* [What you are asked to do] Reproduce the listing word for word, from its first line through the line that contains "box: [0, 0, 483, 400]", including both.

* [Task input]
Segment Open

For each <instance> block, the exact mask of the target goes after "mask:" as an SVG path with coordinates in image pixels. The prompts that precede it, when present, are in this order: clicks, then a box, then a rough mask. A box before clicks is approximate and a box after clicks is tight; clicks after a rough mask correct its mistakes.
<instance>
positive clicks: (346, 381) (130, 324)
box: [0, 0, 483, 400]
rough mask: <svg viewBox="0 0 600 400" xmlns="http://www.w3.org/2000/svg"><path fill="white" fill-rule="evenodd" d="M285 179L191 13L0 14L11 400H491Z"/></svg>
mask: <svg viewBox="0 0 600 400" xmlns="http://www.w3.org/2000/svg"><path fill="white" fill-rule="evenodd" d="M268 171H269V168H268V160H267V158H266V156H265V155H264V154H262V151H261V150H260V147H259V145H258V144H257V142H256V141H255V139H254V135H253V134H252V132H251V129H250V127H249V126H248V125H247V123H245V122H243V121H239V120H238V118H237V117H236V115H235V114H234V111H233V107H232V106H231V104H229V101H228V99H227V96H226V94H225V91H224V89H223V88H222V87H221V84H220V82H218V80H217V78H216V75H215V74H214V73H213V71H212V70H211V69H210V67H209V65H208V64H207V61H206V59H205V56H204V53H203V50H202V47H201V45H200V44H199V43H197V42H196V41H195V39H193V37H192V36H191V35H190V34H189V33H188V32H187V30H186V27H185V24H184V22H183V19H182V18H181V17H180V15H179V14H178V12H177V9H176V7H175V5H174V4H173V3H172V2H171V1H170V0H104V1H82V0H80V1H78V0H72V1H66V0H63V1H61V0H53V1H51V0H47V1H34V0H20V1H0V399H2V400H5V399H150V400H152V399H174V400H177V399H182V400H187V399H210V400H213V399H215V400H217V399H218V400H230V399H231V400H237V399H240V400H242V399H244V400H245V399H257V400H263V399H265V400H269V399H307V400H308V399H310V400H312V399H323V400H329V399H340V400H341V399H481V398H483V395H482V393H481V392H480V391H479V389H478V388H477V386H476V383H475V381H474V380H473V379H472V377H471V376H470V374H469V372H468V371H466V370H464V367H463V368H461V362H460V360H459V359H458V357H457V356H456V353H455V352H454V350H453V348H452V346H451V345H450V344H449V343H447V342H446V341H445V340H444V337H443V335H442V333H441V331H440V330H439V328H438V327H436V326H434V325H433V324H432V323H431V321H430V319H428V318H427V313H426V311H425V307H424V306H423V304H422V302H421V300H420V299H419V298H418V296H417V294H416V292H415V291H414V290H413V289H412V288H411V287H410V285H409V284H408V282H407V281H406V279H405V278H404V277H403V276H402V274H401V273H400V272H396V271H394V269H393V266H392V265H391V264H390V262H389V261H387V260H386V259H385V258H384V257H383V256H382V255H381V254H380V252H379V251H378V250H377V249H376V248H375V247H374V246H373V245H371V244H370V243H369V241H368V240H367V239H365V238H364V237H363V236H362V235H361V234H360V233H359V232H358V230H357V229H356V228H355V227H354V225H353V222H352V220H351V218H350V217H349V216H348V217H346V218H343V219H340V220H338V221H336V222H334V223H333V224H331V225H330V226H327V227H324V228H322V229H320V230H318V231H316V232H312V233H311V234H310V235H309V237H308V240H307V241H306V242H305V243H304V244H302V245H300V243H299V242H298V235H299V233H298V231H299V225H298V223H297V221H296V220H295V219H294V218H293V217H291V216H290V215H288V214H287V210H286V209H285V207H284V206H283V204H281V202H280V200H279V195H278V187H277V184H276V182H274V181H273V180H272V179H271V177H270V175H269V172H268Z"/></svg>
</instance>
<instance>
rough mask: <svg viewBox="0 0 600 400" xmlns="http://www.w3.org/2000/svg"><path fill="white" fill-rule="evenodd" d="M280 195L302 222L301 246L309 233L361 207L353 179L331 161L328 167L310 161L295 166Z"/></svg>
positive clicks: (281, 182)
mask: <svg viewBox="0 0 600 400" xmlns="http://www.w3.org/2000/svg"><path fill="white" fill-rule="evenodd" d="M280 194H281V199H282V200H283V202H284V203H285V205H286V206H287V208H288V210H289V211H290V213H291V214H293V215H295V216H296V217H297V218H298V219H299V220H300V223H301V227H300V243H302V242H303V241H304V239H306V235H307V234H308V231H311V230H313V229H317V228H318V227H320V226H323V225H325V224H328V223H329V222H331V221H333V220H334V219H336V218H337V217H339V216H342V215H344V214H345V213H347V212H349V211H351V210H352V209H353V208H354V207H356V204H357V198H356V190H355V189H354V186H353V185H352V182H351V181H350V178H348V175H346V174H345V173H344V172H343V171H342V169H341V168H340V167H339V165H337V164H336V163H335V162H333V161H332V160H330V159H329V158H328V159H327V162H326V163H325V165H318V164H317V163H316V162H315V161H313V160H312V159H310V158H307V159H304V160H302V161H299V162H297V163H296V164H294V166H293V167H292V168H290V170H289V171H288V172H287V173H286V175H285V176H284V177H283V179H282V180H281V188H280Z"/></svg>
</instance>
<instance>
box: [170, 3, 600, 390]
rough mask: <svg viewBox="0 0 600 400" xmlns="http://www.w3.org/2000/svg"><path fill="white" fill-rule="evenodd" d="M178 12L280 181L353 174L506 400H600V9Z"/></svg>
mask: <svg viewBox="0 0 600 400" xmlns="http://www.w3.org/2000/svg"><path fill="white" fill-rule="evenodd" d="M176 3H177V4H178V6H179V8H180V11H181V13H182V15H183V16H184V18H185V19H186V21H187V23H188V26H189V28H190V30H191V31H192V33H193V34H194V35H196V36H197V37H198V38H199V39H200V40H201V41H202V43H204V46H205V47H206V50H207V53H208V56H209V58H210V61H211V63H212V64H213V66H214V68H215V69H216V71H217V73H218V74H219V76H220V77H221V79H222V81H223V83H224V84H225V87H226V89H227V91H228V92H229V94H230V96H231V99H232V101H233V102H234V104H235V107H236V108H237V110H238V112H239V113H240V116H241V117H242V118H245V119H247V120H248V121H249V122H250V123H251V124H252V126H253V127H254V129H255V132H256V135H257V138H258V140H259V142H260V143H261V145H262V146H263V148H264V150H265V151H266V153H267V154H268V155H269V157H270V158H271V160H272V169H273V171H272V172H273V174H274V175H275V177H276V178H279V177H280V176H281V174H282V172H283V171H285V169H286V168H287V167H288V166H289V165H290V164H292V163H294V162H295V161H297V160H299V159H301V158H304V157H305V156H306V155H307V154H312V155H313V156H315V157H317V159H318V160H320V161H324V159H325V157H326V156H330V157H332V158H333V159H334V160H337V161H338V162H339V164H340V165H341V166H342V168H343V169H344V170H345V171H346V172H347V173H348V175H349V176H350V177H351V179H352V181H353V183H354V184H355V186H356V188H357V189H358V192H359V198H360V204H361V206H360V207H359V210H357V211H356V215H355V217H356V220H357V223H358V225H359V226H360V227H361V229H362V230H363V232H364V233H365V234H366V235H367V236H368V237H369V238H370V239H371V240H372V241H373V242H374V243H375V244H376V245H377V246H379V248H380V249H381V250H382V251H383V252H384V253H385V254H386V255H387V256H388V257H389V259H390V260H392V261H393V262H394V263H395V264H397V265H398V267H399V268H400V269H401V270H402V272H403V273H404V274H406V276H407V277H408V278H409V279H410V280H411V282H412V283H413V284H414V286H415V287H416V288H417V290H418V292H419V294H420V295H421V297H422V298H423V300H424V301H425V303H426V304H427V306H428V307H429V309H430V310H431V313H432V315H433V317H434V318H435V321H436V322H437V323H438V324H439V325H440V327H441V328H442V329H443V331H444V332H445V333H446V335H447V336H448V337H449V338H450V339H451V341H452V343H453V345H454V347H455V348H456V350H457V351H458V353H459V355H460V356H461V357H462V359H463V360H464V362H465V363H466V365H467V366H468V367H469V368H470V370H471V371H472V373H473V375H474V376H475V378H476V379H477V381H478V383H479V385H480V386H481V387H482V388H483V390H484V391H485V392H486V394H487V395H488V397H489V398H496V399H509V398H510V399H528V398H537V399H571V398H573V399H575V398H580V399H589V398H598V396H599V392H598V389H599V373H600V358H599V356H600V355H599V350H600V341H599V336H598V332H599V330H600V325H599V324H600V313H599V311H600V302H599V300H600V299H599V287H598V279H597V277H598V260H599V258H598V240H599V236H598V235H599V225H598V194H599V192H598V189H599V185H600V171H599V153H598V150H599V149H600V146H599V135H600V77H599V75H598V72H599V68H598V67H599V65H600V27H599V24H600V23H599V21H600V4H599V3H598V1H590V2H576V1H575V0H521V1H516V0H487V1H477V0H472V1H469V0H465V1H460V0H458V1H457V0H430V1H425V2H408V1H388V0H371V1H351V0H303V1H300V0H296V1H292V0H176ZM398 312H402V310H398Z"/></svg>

Segment Closed

* [Result for this task]
For each <instance> block, the exact mask of the target goes after "mask:" as an SVG path with coordinates in image pixels. The prompts that precede it, when present, are in this order: clicks, then a box, then a rough mask. A box before clicks is approximate and a box after clicks is tight; clicks after a rough mask correct its mistakes.
<instance>
positive clicks: (346, 381) (130, 324)
box: [0, 0, 483, 400]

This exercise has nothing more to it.